Convert everything from the line containing "If you could mark the pale" down to the line containing "<point>304,90</point>" into a two-column CSV headed text and answer, one row per record. Put each value in a single quoted field, with line breaks replaced by spaces.

## Source material
- - - - - - -

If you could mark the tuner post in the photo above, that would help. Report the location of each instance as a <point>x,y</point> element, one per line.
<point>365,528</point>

- - - - - - -

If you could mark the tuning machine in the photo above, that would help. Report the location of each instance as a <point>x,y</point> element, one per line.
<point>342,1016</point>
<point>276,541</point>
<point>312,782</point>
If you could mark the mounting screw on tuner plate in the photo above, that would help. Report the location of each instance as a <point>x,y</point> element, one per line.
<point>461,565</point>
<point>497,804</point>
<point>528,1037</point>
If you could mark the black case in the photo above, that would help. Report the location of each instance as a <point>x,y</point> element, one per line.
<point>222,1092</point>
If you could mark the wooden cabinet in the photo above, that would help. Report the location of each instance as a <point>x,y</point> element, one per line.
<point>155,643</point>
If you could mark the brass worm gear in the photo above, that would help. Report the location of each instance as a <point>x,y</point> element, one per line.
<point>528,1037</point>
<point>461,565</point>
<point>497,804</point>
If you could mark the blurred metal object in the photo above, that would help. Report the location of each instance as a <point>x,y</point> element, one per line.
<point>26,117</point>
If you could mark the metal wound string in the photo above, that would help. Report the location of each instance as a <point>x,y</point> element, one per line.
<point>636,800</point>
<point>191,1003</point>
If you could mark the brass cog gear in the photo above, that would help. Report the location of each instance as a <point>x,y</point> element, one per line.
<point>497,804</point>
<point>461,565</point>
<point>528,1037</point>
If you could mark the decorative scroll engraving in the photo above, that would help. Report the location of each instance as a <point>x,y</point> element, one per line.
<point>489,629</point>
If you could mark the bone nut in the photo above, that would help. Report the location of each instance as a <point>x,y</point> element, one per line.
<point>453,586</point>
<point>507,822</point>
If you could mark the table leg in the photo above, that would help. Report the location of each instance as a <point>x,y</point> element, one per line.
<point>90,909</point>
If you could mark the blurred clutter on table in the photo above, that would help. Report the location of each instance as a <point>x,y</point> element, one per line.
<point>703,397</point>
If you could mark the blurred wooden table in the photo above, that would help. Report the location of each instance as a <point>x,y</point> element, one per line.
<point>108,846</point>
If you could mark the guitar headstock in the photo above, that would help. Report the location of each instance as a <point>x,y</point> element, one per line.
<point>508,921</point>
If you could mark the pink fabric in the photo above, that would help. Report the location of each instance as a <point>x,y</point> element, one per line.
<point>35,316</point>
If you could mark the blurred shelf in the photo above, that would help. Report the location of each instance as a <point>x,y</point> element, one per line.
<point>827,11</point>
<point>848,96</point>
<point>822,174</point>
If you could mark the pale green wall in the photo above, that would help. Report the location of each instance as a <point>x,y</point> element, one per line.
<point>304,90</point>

- - - - - - -

## Solution below
text,answer
"If you could mark the pale green wall in the photo above, that would help. Report the location of each instance as a <point>x,y</point> element, one per line.","<point>304,90</point>"